> _EXERCISE MATERIAL_
--------------------------------------------------
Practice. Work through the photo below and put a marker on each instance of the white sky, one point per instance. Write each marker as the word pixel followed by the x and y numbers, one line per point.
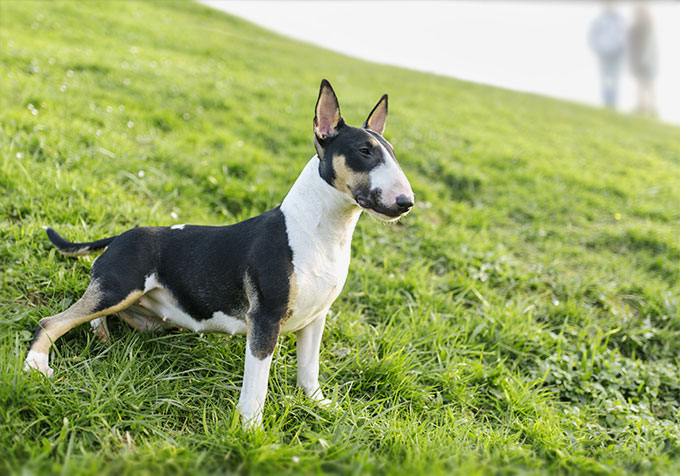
pixel 535 46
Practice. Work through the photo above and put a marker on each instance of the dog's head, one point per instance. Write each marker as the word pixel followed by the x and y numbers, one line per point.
pixel 358 161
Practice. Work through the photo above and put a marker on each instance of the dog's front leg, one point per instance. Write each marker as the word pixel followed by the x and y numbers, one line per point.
--------------------------------------------------
> _WHAT YOU NEED TO DO_
Transcribe all entries above exactly. Drop the pictures.

> _REPLY TO THE TASK_
Practice. Work through the photo below and put a marker on each instance of the white sky, one point per instance. Write each marker as the word pixel followed by the x and y numbers, one line per point.
pixel 535 46
Practice. Work through the photo above and put a marker on each instance of the dog's head, one point per instance. Write each marker as the word pixel followed by the x and y numbers, one line per point.
pixel 358 161
Practice. Work through the photo above and put a marker on each instance of the dog's front leg, one point per instance. Write each marker as the word pixel followed by the x and y numbers, one line per point.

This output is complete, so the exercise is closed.